- Provided data -
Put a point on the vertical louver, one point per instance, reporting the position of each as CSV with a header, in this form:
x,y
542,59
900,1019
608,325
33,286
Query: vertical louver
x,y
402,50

- Given instruction -
Render every line of the material above as a numbered list, leaving out any blank lines.

- The output -
1. Put a point on the vertical louver, one point per instance, reporting the position of each as CSV with a header, in this form:
2. x,y
3. 542,59
4. 900,1019
5. 608,325
6. 33,286
7. Query: vertical louver
8. x,y
9. 402,50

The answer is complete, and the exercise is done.